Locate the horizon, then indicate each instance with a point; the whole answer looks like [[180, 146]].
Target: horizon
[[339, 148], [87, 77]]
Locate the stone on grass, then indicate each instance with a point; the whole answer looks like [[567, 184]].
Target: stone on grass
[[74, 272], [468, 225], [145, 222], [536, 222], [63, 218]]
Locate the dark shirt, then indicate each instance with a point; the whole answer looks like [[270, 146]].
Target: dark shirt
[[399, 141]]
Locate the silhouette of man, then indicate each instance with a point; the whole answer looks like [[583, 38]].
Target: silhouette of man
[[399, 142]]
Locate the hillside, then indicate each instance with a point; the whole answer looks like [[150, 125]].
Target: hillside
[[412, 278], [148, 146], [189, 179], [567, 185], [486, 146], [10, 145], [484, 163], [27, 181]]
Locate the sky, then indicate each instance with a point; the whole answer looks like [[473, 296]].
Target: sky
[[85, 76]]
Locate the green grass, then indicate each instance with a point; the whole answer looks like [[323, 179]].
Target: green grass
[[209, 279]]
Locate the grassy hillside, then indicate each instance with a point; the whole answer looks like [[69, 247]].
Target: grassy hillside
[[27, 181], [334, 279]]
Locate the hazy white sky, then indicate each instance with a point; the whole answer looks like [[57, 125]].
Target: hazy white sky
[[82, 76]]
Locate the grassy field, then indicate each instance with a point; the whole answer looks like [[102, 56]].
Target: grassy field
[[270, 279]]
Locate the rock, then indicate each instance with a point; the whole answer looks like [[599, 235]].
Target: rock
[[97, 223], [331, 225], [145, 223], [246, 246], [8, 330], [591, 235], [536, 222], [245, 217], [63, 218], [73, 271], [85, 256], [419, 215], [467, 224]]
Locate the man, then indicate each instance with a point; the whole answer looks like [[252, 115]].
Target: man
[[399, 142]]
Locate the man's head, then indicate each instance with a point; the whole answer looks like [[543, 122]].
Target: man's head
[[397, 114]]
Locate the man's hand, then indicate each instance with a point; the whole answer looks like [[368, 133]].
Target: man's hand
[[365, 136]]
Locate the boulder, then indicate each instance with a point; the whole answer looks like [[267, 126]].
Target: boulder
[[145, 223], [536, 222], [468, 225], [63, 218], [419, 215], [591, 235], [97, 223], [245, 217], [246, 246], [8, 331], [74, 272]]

---+---

# What this task involves
Return exactly, and only, the line containing "Locate the boulder, then" and every line after it through the end of the material.

# Exercise answer
Locate the boulder, then indicate each instance with a point; the whole answer looks like [[267, 126]].
Target: boulder
[[145, 223], [536, 222], [468, 225], [63, 218], [419, 215], [591, 235], [97, 223], [245, 217], [246, 246], [8, 331], [74, 272]]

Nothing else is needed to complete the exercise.